### Short exercise:
Return nothing but the lines from the line containing "surface in the photo below." through the last line of the records, reproduced exactly.

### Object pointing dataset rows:
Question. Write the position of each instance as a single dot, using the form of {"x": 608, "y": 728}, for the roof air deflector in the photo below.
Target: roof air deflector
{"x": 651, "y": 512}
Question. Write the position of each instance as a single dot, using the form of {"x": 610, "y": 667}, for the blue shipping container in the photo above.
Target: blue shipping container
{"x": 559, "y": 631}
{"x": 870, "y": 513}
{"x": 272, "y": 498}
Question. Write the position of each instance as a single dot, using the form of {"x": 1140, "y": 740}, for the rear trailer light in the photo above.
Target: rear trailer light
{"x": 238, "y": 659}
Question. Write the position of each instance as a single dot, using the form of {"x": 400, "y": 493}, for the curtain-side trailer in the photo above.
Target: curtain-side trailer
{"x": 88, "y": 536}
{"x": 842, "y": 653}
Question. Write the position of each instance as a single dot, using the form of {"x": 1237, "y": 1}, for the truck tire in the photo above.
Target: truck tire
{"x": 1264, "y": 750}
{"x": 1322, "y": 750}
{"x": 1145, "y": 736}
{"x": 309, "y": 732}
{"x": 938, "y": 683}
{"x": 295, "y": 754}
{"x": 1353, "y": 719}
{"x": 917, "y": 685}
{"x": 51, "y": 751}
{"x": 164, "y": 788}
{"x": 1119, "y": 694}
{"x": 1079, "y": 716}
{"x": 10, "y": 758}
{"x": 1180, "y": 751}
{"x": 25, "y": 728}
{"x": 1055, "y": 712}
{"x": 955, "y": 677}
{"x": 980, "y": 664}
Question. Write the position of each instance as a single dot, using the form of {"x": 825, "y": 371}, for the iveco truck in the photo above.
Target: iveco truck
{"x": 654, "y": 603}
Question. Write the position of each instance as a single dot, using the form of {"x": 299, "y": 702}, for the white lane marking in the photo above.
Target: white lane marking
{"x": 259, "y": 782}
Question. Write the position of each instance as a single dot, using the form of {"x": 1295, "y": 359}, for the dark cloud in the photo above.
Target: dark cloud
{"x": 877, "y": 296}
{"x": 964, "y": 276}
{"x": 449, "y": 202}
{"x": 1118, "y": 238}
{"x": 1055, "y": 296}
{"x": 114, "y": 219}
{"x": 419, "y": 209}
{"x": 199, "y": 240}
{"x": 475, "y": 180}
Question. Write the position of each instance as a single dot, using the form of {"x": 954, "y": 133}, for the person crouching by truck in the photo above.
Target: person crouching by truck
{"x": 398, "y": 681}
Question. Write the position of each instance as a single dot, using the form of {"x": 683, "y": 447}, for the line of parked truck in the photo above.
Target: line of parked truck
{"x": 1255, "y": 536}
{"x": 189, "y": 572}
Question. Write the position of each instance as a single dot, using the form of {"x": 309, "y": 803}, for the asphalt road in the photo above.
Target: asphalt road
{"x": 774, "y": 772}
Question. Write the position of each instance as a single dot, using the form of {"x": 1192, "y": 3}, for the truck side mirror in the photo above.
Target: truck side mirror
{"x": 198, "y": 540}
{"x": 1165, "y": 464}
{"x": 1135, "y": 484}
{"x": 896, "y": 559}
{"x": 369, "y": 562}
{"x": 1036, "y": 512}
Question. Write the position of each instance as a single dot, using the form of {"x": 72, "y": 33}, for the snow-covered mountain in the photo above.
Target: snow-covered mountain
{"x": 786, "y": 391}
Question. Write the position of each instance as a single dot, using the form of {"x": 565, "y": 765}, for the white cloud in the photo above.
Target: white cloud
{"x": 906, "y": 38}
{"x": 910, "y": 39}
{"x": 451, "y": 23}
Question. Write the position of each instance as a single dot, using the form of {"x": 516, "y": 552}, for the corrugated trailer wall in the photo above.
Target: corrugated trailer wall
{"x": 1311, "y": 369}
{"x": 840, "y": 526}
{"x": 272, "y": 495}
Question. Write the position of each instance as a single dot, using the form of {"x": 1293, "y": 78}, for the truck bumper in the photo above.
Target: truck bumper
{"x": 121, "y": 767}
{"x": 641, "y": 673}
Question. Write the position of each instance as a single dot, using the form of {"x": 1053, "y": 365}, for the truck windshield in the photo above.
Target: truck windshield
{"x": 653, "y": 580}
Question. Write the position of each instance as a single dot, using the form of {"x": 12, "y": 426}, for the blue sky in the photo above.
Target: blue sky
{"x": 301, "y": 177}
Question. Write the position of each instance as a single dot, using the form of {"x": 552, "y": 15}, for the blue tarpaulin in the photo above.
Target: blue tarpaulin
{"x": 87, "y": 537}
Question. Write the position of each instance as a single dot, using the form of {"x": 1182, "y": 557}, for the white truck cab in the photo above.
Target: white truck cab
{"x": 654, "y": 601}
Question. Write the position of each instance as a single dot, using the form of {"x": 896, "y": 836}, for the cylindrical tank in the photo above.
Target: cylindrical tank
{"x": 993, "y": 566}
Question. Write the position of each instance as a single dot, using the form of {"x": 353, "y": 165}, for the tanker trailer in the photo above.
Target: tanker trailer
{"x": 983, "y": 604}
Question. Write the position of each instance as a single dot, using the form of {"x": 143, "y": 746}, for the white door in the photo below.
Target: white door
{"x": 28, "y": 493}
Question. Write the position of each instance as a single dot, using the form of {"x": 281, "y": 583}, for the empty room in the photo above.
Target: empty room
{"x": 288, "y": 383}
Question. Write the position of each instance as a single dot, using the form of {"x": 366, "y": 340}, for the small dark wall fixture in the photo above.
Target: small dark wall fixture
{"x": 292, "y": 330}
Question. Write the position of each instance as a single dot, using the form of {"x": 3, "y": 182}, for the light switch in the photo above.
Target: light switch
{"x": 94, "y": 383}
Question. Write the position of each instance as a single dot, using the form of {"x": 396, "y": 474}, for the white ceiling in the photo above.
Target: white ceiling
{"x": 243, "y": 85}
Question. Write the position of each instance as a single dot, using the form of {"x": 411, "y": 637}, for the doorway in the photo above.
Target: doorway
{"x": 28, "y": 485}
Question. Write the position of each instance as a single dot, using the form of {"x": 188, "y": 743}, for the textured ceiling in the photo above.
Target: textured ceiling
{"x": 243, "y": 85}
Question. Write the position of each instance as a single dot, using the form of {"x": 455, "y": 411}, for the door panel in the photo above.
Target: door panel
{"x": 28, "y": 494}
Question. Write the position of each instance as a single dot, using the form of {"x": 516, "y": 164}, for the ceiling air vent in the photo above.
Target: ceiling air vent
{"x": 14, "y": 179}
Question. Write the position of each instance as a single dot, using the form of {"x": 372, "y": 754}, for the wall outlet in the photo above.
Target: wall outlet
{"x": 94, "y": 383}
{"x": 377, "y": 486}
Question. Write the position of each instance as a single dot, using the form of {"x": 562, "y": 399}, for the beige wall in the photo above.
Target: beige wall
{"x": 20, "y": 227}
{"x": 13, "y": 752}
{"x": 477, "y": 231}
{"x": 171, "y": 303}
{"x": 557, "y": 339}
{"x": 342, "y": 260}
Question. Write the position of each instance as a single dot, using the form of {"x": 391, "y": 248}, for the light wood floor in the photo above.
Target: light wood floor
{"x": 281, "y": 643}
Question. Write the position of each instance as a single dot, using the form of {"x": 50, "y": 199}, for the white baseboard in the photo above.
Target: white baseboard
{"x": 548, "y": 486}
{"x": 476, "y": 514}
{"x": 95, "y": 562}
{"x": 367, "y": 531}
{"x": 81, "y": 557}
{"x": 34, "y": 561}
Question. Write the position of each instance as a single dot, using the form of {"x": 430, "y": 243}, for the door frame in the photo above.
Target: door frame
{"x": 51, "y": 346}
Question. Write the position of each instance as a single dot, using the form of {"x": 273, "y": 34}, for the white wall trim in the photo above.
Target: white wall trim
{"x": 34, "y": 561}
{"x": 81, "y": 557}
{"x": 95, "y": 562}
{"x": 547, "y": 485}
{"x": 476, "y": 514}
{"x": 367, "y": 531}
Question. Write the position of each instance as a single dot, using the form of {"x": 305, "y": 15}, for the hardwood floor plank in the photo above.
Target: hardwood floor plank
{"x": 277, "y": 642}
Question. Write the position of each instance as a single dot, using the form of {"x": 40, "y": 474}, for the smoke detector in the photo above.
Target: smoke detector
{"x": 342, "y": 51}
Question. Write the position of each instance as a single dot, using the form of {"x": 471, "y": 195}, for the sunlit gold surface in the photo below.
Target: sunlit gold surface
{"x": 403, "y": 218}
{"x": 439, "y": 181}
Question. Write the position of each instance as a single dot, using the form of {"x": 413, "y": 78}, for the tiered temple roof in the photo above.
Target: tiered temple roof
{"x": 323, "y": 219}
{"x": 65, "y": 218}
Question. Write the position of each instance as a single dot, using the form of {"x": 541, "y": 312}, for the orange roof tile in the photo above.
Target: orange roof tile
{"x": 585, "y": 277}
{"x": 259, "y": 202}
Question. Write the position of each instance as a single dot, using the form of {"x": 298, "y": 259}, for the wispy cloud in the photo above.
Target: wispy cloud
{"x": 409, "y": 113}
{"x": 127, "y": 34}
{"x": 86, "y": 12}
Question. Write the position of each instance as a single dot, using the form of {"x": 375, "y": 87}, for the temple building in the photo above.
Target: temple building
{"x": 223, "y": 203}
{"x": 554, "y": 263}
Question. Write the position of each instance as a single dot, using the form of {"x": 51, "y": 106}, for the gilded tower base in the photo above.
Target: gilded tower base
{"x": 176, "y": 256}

### Correct result:
Question. Write the position of each instance as a single dot, using the form of {"x": 471, "y": 195}, for the sunlit gold surface in the photo below.
Target: sunlit gold surface
{"x": 403, "y": 218}
{"x": 439, "y": 181}
Question. Write the position of each instance as a single dot, using the form of {"x": 413, "y": 78}, for the tiered temple roof in the photo above.
Target: tiered temple roof
{"x": 323, "y": 219}
{"x": 65, "y": 218}
Question. Write the position of each instance as a single dot, using the form of {"x": 541, "y": 312}, for the orange roof tile in the photo above.
Target: orange roof tile
{"x": 585, "y": 277}
{"x": 259, "y": 202}
Question. Write the position of each instance as a single dot, using the form of {"x": 298, "y": 259}, for the wispy cloud in the photo above.
Target: wispy cloud
{"x": 409, "y": 113}
{"x": 127, "y": 34}
{"x": 86, "y": 12}
Question. Write the position of each instance as a single dot, using the form of {"x": 375, "y": 87}, for the temple building in the photo above.
Target: temple building
{"x": 223, "y": 203}
{"x": 554, "y": 263}
Question. Write the position of each instance as a single dot, using the form of {"x": 51, "y": 106}, for the gilded tower base in the photo above.
Target: gilded tower base
{"x": 176, "y": 256}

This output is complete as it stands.